## Begin Records provided

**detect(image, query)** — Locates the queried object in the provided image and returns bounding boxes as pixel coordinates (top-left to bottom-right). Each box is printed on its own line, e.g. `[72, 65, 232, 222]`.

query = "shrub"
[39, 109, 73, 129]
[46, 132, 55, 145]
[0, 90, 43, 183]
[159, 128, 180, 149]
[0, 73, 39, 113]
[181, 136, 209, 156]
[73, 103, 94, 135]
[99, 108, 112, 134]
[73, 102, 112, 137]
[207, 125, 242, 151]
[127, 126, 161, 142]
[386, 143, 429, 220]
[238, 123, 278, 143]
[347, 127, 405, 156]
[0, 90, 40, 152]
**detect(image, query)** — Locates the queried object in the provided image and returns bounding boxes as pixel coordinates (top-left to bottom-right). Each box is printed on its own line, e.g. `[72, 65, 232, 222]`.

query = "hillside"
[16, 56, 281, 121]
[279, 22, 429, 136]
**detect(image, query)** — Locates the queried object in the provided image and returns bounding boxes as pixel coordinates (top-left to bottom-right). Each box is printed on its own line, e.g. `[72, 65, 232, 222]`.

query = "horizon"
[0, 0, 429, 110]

## End Records provided
## Begin Records provided

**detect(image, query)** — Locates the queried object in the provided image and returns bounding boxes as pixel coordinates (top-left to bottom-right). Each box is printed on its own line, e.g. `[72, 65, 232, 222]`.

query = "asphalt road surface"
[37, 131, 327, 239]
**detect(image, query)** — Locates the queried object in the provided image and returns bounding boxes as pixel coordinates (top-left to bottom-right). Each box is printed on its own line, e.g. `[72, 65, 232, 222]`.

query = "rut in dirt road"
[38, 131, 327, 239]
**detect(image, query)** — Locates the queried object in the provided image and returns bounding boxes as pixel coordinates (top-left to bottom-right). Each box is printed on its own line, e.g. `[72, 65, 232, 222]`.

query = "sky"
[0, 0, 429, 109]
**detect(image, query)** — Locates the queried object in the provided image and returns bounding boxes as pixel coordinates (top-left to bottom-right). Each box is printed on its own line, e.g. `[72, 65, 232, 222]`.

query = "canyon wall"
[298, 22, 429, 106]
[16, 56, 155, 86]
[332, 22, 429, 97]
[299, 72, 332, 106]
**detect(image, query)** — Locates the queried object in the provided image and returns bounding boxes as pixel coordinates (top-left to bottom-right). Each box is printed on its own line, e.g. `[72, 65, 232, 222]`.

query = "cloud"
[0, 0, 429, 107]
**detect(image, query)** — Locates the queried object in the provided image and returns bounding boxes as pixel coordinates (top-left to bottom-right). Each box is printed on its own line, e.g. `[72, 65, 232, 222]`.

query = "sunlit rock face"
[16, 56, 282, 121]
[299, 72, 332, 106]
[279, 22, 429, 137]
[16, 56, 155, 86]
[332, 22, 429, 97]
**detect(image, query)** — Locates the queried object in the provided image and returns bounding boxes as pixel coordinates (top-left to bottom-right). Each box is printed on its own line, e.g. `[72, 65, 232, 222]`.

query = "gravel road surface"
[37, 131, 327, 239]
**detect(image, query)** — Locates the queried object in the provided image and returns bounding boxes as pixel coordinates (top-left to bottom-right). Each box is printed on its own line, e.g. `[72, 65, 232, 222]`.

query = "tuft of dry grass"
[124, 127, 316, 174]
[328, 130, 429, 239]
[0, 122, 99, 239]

## End Records provided

**Exercise directions:** Find each line of the records above that contains the string "road" and copy it out. Uppercase and lowercase letters count as different.

**Response to this task:**
query = "asphalt road surface"
query = "rut in dirt road"
query = "gravel road surface"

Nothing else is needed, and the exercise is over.